→ TEXT TO READ
— BEGIN —

Below are cases handled by Michael R. Franklin
as a property owner advocate:
1) Establish if owners are fairly assessed:
I have had people come to me and inquire as to whether they should
challenge their assessment. I've run a preliminary valuation and
established it was too close to argue and not likely to be a cost
effective use of time. It takes time and effort to challenge a tax
assessment, and a calculation can be made to establish a probability
of success and what the savings might be vs. the costs involved
in achieving those results. It is wise to choose your battles. And
it is best for everyone not to waste time needlessly. And that includes
the time of the Assessor and all the people involved in the appeals
process. Sometimes winning is taking no action at all because it
is possible you can be under assessed.
2) Assessor Level Appeal:
Example 1: In one case I was able to help a client
reduce their assessment directly with the Assessor more than $500,000
because the Assessor realized the property was in a failed subdivision
and there was no way the property could possibly sell for assessed
value. There were a lot of negotiations. But in the end we were
able to come up with a reasonable figure without having to go thru
the grievance process or litigation. The Assessor was a reasonable
person and realized it was a unique situation and we just needed
to sit down and figure out what was reasonable under the circumstances.
Example 2: Multi-parcel land assessment: There
had been a reassessment for all properties in the area, and the
property owner's assessment went up about 25% total for all his
parcels. The property owner felt he was slightly over-assessed to
begin with. We made an appointment with the Assessor and went over
each parcel one by one and were able to achieve not only the removal
of the 25% over-all increase, but also an over-all decrease of the
assessment by about 10% over-all. It was a simple matter of sitting
down with the Assessor and reviewing everything item by item. Essentially
we helped the Assessor update his records so that they were accurate.
Example 3: I had another client with property
in the same assessment district. I told the client of what transpired
with Example 2, and he made his own appointment with the assessor.
I told him of the issues we addressed and he was able to resolve
the matter himself to his satisfaction without expense. I provided
a few key points for him to focus on and he was all set.
Example 4: A noteworthy property in Skaneateles
known as the Roger Scott property had been acquired by a new owner
after Roger Scott's house had been torn down as he had built a house
far too big and was in violation of code. The new owner built a
much smaller house. His assessment was raised from somewhere in
the $300,000 range to the low $900,000 range. Needless to say this
caused the property owner considerable stress. Michael DeRosa and
I made an appointment with the Assessor. We found the Assessor to
be cordial and he listened to our legitimate concerns. We pointed
out that 1/3 of the property waterfront had an easement that the
upland property owners in a subdivision across the street had access
to put their Kayaks and Canoes in the water. They also had rights
to store their equipment. We argued 1/3 of the waterfront value
should be attributed to the upland property owners not the property
owner. The Assessor was unaware of the easement and agreed. We also
argued comparables and made arguments for adjustments to get the
square footage of the home calculated properly. We were able to
negotiate a reduction to the low $500,000 level. The property owner
was happy with that. We think we received an appropriate adjustment
and we appreciate the Assessor working with us to generate an equitable
figure in a professional way that saved everybody time and aggravation.

— END —

→ AIM OF THE EXERCISE
For each statement below, say yes or no as to whether it agrees with the text on property assessment cases, and quote the words from that text that decide it.
(a) The client in Example 3 paid an expense to resolve his assessment.
(b) In Example 4, the Assessor already knew about the easement before the meeting.
(c) In Example 1, the reduction was reached without the grievance process.

→ ENTRIES PROVIDED
— BEGIN —

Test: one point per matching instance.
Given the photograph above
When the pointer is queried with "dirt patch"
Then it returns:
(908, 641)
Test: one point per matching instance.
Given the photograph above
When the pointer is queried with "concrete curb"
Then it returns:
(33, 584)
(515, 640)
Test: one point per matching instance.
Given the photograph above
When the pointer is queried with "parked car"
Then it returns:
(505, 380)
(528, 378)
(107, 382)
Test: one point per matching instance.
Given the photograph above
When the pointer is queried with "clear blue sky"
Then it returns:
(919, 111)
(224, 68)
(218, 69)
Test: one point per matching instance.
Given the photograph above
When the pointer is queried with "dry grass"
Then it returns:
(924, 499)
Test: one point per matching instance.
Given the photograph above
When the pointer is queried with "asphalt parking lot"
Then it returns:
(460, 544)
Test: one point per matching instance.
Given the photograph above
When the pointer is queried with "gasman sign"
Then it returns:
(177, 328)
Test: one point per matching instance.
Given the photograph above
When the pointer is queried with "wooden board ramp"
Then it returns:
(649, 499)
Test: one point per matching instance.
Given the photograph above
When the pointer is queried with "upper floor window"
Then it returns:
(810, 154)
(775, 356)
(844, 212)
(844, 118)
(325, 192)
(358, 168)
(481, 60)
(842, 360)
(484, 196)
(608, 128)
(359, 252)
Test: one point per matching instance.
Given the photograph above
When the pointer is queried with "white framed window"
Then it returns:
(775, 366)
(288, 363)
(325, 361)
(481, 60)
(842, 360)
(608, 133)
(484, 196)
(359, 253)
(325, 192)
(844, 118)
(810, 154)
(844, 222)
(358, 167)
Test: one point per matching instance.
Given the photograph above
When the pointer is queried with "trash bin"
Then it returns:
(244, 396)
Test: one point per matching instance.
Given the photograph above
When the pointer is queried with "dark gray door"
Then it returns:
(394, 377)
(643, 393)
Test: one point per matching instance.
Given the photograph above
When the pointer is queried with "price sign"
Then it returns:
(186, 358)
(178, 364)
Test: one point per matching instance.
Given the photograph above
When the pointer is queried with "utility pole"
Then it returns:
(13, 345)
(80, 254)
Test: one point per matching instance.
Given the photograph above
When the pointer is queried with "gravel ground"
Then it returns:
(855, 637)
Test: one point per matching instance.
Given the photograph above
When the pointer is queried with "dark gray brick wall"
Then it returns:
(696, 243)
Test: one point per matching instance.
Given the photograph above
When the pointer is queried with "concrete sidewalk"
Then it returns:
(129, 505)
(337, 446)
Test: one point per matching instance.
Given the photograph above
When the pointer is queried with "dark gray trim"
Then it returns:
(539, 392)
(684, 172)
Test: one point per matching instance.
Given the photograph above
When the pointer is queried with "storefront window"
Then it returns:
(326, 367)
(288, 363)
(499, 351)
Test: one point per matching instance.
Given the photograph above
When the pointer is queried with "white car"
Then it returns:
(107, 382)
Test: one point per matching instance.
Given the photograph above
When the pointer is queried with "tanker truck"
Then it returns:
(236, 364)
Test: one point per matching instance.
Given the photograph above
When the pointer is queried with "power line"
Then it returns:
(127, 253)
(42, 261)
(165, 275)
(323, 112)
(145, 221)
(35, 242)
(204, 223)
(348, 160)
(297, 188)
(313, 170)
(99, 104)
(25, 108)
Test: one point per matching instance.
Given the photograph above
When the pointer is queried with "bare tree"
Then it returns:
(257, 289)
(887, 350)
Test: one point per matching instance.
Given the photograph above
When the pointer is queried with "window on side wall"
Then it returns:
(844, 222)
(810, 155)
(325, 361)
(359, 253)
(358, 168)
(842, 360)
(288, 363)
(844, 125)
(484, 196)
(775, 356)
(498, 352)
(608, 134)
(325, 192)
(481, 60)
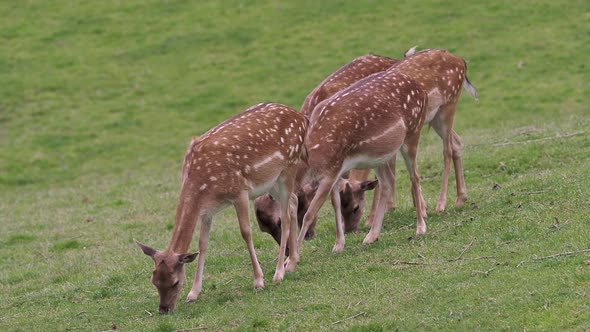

— END —

→ CORRECT RESPONSE
(a) No: "he was able to resolve the matter himself to his satisfaction without expense."
(b) No: "The Assessor was unaware of the easement and agreed."
(c) Yes: "without having to go thru the grievance process or litigation."